Automotive Sensor Technology.

Penny + Giles provides an insight into the sensor technologies
used in the motorsport and heavy-duty automotive applications
- including potentiometer, inductive and Hall Effect.

Displacement sensors are used throughout the automotive industry to
monitor the position of moving parts on a vehicle, providing continual
feedback on the operating conditions. As a result, they allow designers
and engineers to maximise the operation of the vehicle and improve
operator safety.

Automotive applications are typically hostile environments and sensors
have to endure extreme shock, vibration and high temperatures. With
current demands in the motorsport market requiring ultimate reliability
to achieve peak performance, and demands in the heavy duty, off-road
vehicle market for more reliable and long-lasting sensors, it is clear to
see why non-contacting technologies are fast becoming the preferred
choice amongst vehicle designers and OEMS.

### Set task 1
Translate this sentence from the sensor technology text into Spanish: "Displacement sensors are used throughout the automotive industry to monitor the position of moving parts on a vehicle, providing continual feedback on the operating conditions."
### Set task 2
Name every sensor technology that the sensor technology text lists.
The rows after this text have no connection to it.

### Supplied data
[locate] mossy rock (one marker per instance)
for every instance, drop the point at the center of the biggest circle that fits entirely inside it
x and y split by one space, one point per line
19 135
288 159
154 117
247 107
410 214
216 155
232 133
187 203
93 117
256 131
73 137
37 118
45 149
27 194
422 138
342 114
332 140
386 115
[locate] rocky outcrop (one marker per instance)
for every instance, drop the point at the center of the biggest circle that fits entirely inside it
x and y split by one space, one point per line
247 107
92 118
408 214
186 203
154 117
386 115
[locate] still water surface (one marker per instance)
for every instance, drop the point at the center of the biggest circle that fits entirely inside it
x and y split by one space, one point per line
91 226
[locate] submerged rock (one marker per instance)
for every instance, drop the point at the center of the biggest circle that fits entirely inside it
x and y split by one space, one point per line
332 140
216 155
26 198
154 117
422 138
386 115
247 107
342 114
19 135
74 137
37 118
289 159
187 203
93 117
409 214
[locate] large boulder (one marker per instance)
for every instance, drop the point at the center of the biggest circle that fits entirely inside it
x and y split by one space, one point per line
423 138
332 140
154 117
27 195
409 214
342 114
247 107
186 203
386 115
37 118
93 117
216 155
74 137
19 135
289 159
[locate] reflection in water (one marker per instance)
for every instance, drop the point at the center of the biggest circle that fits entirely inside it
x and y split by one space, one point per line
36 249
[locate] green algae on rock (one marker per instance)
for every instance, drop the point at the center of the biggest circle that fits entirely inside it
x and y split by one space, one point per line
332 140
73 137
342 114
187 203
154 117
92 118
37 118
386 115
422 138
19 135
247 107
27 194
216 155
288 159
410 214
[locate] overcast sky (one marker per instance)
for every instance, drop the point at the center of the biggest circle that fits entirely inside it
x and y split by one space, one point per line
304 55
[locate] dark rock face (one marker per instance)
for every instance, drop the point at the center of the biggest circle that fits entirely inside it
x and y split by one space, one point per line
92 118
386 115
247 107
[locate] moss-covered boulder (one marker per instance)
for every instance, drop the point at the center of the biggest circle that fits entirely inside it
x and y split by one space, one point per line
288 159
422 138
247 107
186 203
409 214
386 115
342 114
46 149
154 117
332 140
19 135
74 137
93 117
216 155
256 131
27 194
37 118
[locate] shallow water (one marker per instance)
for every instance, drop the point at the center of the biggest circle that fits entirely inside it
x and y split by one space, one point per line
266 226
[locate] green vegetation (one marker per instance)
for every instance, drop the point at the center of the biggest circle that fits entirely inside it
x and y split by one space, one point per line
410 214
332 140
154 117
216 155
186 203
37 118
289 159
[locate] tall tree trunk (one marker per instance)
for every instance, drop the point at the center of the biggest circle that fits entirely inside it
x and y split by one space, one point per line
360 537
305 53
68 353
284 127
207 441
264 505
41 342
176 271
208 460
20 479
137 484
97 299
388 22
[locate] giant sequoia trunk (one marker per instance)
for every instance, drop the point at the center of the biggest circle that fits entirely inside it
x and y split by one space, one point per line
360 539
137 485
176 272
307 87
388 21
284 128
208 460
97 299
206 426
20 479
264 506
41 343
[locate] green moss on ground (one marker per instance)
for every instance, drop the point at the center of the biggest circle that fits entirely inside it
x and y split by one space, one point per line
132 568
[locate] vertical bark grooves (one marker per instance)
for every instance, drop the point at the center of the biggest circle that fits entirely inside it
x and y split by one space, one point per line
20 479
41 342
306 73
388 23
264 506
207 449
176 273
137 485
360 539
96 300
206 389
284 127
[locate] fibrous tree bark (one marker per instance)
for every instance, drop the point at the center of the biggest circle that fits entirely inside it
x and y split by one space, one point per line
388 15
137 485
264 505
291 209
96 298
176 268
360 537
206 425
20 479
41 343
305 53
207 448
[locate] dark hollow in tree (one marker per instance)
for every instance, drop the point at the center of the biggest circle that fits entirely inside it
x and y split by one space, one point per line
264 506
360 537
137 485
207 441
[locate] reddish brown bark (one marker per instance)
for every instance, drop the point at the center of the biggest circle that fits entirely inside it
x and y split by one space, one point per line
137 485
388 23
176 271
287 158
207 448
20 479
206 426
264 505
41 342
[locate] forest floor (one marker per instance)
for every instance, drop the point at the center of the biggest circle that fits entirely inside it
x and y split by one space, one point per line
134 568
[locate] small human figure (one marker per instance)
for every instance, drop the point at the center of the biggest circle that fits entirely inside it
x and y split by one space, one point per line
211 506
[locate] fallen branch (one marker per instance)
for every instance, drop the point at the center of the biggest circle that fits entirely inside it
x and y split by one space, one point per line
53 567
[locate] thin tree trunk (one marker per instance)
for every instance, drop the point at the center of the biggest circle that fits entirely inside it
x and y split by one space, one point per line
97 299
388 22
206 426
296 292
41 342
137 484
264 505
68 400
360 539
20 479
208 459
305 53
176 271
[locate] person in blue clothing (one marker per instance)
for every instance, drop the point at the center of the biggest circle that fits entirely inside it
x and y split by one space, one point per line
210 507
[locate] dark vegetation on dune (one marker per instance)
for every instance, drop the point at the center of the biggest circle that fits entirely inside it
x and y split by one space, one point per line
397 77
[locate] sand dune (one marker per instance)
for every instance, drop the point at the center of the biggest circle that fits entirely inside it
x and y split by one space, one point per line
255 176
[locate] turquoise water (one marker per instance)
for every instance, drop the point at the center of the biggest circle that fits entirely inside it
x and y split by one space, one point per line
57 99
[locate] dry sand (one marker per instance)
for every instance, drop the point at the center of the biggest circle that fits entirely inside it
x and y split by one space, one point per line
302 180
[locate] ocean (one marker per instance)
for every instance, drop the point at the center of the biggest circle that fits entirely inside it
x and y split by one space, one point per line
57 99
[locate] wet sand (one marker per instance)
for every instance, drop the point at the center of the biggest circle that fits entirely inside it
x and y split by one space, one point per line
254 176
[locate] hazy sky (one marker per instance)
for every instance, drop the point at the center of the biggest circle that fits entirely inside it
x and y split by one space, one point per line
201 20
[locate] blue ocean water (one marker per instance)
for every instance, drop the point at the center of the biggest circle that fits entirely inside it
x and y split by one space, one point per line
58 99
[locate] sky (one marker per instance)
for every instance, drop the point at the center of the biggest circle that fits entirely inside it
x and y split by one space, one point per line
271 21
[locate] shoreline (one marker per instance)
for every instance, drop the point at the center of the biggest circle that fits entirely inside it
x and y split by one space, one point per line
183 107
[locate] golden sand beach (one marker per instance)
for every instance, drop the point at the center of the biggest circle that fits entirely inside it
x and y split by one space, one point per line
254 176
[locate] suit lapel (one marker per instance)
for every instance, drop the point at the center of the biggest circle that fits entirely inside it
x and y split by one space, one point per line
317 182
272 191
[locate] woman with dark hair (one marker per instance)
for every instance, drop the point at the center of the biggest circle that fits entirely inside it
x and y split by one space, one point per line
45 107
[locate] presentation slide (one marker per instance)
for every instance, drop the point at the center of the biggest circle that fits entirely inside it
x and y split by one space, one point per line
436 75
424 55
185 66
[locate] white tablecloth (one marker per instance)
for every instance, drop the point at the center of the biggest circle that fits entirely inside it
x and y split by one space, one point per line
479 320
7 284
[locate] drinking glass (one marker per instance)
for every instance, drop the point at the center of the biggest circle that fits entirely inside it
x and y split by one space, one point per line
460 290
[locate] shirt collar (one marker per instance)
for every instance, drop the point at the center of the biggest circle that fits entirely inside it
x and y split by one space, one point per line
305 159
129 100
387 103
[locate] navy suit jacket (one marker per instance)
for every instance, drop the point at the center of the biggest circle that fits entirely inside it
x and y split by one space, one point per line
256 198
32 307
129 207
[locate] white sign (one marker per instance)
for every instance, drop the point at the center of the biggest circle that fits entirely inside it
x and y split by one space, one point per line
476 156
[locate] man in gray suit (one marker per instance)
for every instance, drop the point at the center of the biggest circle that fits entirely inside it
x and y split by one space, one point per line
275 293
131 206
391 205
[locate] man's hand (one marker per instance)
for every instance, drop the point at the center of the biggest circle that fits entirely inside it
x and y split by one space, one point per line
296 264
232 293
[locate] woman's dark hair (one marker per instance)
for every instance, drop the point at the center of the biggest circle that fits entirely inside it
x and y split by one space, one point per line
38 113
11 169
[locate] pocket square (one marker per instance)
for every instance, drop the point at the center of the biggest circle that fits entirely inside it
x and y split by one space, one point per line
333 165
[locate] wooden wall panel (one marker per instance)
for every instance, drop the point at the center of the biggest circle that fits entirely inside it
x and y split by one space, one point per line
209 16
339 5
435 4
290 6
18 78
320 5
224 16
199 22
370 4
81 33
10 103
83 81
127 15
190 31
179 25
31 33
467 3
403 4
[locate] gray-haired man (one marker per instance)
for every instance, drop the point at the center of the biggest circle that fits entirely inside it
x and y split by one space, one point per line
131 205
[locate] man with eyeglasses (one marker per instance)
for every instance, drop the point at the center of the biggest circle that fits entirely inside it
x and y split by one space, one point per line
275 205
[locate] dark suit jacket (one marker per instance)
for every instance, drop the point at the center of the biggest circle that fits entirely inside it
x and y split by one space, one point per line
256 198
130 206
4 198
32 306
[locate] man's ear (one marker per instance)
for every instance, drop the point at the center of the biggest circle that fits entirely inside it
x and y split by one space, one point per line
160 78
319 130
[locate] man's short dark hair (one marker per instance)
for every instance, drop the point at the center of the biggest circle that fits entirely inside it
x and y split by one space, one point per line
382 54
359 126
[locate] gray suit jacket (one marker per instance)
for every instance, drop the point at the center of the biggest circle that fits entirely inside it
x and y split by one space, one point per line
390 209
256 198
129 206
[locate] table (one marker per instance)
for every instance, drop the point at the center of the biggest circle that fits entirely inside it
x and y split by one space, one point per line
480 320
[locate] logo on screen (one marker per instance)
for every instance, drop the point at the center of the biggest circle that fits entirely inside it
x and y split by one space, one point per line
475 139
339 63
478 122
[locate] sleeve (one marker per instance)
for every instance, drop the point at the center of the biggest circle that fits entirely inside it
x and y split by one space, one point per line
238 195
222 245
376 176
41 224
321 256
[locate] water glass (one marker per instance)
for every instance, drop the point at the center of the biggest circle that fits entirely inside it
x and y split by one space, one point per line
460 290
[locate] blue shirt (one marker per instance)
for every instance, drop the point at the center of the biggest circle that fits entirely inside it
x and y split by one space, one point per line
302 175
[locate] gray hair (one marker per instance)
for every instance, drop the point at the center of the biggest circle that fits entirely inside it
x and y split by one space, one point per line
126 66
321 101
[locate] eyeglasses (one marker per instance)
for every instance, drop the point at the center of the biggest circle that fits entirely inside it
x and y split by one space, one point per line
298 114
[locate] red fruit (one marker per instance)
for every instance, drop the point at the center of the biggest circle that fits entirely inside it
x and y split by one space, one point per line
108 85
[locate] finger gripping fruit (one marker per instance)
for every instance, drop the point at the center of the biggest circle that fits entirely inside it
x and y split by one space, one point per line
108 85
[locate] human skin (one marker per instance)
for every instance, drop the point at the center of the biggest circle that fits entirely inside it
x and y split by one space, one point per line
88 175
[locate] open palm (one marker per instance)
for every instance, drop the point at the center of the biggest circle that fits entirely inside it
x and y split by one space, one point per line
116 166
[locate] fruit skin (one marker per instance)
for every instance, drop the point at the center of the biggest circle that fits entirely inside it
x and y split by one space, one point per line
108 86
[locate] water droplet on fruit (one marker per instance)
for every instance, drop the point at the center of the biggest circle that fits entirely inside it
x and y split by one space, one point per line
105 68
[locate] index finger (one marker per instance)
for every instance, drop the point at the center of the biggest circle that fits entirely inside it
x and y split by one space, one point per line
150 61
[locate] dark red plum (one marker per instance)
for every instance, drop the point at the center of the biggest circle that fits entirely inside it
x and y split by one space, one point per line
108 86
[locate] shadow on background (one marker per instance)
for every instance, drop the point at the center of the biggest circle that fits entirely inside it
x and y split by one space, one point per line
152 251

### Exercise answer 1
Los sensores de desplazamiento se utilizan en toda la industria automotriz para monitorear la posición de las piezas móviles de un vehículo, proporcionando retroalimentación continua sobre las condiciones de funcionamiento.

### Exercise answer 2
Potentiometer, inductive, Hall Effect